→ EXERCISE DESCRIPTION
Omit all pictures, then retype the data exactly as given.

»»

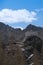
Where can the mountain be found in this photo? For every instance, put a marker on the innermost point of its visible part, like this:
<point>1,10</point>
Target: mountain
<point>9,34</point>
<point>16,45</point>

««

→ ANSWER AREA
Where can the mountain be found in this photo? For every instance, put a marker on the innermost point of its visible part, like this:
<point>1,10</point>
Target: mountain
<point>9,34</point>
<point>16,45</point>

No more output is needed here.